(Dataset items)
——————
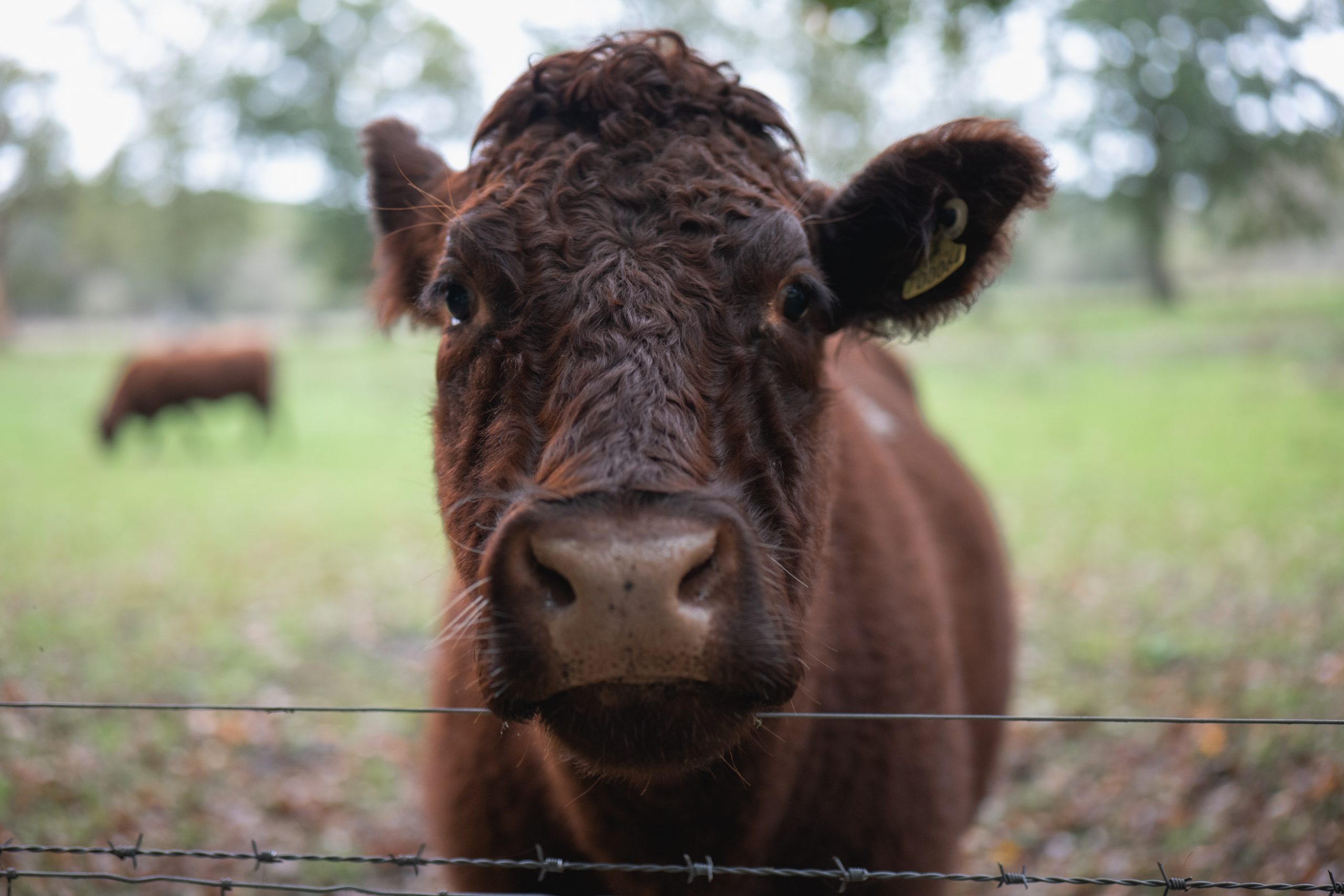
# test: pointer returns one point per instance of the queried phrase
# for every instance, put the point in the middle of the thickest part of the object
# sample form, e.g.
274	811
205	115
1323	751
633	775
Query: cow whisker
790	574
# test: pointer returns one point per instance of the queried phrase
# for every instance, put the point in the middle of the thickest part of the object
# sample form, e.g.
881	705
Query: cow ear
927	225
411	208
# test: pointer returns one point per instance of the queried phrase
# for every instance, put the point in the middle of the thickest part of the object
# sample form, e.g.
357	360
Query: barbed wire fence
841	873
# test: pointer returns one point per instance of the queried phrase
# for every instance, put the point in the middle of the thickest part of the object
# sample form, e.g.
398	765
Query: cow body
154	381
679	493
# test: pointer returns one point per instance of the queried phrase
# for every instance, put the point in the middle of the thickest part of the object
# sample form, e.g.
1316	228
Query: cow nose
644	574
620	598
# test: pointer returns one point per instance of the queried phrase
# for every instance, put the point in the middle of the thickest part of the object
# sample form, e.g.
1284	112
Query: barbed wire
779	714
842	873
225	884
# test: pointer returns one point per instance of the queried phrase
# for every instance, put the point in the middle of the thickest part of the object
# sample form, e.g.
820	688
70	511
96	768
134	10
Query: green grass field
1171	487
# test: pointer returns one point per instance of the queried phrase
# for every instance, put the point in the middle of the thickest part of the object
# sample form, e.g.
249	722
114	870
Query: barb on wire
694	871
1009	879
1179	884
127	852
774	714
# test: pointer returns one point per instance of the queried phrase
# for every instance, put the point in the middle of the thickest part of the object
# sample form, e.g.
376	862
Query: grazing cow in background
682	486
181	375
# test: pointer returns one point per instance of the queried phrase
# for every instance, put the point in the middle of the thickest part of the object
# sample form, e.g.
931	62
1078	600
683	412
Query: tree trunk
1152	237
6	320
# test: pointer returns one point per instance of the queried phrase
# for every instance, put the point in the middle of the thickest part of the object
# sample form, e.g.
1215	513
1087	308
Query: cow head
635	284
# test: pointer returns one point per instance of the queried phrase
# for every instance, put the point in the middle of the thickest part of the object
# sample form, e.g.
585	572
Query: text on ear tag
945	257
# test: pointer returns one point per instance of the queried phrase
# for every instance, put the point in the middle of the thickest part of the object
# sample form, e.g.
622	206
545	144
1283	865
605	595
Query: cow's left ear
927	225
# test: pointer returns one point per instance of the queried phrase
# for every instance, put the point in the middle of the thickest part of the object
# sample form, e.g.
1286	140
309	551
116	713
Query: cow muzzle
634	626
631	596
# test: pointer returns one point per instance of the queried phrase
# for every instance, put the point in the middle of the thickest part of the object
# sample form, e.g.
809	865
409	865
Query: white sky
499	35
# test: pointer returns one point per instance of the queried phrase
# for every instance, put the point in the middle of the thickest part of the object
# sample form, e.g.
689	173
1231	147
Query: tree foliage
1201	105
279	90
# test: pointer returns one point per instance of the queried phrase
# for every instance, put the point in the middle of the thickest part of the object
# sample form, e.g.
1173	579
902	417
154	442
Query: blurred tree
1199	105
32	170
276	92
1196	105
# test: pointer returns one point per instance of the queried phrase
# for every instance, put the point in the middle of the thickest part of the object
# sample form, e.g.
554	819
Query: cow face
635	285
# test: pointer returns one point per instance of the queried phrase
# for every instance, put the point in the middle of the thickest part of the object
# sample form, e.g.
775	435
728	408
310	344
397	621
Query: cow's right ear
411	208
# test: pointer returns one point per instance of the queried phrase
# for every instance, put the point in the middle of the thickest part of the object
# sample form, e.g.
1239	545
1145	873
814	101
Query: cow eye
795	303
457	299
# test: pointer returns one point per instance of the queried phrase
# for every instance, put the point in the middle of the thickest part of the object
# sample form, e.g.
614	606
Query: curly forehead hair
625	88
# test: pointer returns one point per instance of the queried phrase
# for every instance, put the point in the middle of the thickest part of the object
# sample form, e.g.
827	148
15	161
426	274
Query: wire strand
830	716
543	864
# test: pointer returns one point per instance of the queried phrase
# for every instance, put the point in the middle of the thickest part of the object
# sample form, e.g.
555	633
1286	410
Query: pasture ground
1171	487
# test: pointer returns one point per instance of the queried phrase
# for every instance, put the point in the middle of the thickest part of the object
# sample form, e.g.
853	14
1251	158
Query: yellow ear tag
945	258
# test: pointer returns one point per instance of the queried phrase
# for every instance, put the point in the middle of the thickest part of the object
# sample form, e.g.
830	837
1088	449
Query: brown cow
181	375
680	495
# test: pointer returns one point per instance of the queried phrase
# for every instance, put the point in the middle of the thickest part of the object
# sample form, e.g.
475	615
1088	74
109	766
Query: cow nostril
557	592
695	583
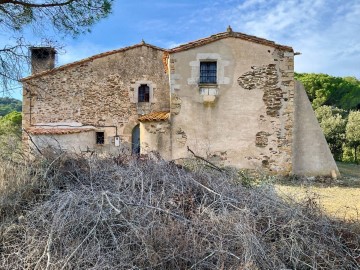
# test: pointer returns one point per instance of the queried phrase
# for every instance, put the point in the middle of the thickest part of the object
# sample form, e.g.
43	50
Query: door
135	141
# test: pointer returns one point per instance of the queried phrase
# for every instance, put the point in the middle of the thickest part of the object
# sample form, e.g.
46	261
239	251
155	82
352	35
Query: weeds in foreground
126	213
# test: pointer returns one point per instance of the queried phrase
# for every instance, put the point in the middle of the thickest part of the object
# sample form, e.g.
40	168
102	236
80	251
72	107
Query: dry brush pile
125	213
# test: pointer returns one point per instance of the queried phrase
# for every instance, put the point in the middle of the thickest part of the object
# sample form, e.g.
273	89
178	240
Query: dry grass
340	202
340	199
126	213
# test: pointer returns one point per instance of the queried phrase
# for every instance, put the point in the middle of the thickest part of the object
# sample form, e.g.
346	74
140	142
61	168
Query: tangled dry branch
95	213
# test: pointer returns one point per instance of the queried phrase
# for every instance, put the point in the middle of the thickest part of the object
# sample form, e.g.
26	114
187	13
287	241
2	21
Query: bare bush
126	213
——————
Work to be completed
Without including any pictures, reproduce the listing exactly.

Result of the task
# test: pointer returns one point per instance of the queried phrase
# for every instance, put the point in the middle of the thickest part of the object
# sample form, e.g.
274	811
205	115
1323	751
633	775
Query: cow whisker
790	574
# test: pointer returns one point per instance of the queried phrase
# for every instance, put the point in the middle of the thickest part of the object
# sample form, e.g.
881	705
Query: cow ear
927	225
411	208
# test: pointer returns one point per instance of the queried phrase
# for every instance, put the point in the middle of the thickest part of the object
# sample form, e.g.
357	360
Query: barbed wire fence
841	873
# test: pointer returns one point per instance of the queried phrase
# for every instance, put the point in the middle of the thickest part of the object
# sample form, e.g.
398	765
Query: cow body
154	381
679	493
# test: pointer returns one point per instance of the queried phrase
# for every instance, put the point in the middle of the thickest part of the object
# sample form, e.g.
1316	228
Query: cow nose
644	574
620	598
# test: pointer returns one point per instance of the queried phrase
# for every instance, put the point in the middle of the thickest part of the object
# sample form, e.g.
1284	112
Query: barbed wire
779	714
842	873
225	884
# test: pointer returns one point per instance of the queried phrase
# for every instance, put the point in the middle of the thickest part of the object
# sample form, e.g.
820	688
70	511
96	768
134	10
Query: green grass field
1171	487
# test: pointer returns one point per instance of the queried phrase
# for every instance, put the point in the middle of the thickest part of the object
# sample form, e.g.
249	722
114	870
Query: barb on wire
694	871
1009	879
1179	884
127	852
774	714
# test: pointer returns one point per instance of the queried phrase
# for every instance, put the point in the middle of the thickest part of the object
# sample form, e.g.
376	862
Query: grazing cow in background
682	486
181	375
# test: pointer returns one point per instance of the queried phrase
# for every instance, put the point in the middle of the thickest part of the object
# sample form, e.g.
931	62
1078	600
683	412
Query: tree trunk
1152	237
6	320
# test: pointer returns one point per instance of the queried phrase
# for every instance, put the point in the middle of the thickest part of the object
# sample form, e.g.
1215	513
1087	308
Query: cow head
635	284
# test: pointer returns one point per instance of the queried phrase
# for every instance, put the point in the middle of the thickest part of the object
# sample form, e.g.
585	572
Query: text on ear tag
945	257
# test: pointer returns one point per instance of the queried phrase
# for every instance, put the point in the middle of the thickest part of the object
# sample form, e.g.
622	206
545	144
1283	865
605	595
Query: cow's left ear
927	225
# test: pointer returns one point per instance of the queried phrase
# for every instance, put the point in the middle of the thickest part of the object
# sample form, e.g.
1286	140
309	551
116	713
Query: cow muzzle
634	626
631	596
# test: pointer returns one point per instance of the queried phrase
# for every instance, put the point in the middle of the thickest part of the object
# sample form, e.g.
809	865
409	865
Query: white sky
499	35
# test: pointer returns one point per instance of the queried phrase
# for every instance, put the point in the middle of the thickest part of the object
# sample form, e.g.
689	173
1231	147
Query: tree foliage
1201	105
279	90
# test: pointer returns one point per instance of the queried phrase
# for every instance, put the point in the middle of the thickest part of the object
# sample form, e.g.
1173	579
902	417
154	442
Query: blurred tree
1199	105
32	170
276	92
1196	105
# test: pointer returns one point per instance of the queried phrase
# for every instance, put the point in the middle of the thickest part of the object
# sample form, e.g.
554	819
Query: cow face
635	285
# test: pointer returns one point per instance of the queried phrase
# for every instance, put the point in the middle of the thickest part of the object
# sample form, e.g.
775	435
728	408
310	344
397	621
Query: cow's right ear
411	208
# test: pointer returns one point per instance of the queried phrase
# for every instance, put the point in the middle of the thickest part of the object
# sample form, e.g.
1239	545
1145	873
814	101
Query: cow eye
795	303
457	299
# test: pointer returns one point per instance of the queried phrase
# for every instance, put the point in the middle of the thickest part of the object
# sample form, e.g.
614	606
Query: curly forehead hair
625	88
# test: pointer returns one point per instance of the queried phrase
# for every instance, put the point in the middle of the thickest part of the object
# sample form, e.g.
827	148
15	161
426	274
Query: wire strand
830	716
543	864
# test: pointer returns one point per instance of the queried phrase
# for every instance, put the point in the middle of the thickest part of the object
# sample form, e.g.
555	633
1286	410
Query: pasture ground
1171	487
# test: pointer returns one point per instance of the queried phrase
# for every instance, put the point in the middle of the thickest part of the object
# sample form, e.g.
853	14
1251	158
Query: yellow ear tag
945	258
# test: pointer returns one point per instance of the queried phrase
# for every instance, put the point in the middle of the thickest part of the object
# sample form, e.g.
830	837
1088	449
Query: brown cow
181	375
680	495
# test: pointer returns one point per instance of the queried phrase
# for every instance, put the point in the middle of the thickest part of the object
# sample form, e.g.
475	615
1088	74
109	766
Query: cow nostril
557	592
695	583
# test: pointer returns one point per instance of the queried phrase
# for every instance, put the point in the middle of the thickest part of the object
# sample form, e.g.
43	50
Query: door
135	141
# test: pointer returns one point per instance of the queried phrase
# for every instance, put the point in the middle of the thickest part of the object
# sample form, e.g.
46	261
239	251
155	82
352	35
Query: weeds in foreground
126	213
# test: pointer returns one point per instance of the queried phrase
# for every instance, put the point in the middle of the thickest part of the object
# sample form, e.g.
40	168
102	236
80	251
72	107
Query: dry brush pile
125	213
# test: pointer returns one point per instance of the queried phrase
# for every instance, put the point in the middle of the thickest part of the object
# sample form, e.g.
273	89
178	240
Query: dry grass
340	202
340	199
126	213
# test: pointer returns one point per instance of the queried phrase
# for every instance, put the point in the middle of the thickest part of the object
# sample form, e.g.
346	74
140	142
61	168
Query: tangled dry branch
95	213
# test: pointer returns one point per instance of the queried phrase
# for every instance, put the point in the middle of the thickest part of the object
# sample form, e.g.
26	114
187	13
287	241
2	21
Query: bare bush
126	213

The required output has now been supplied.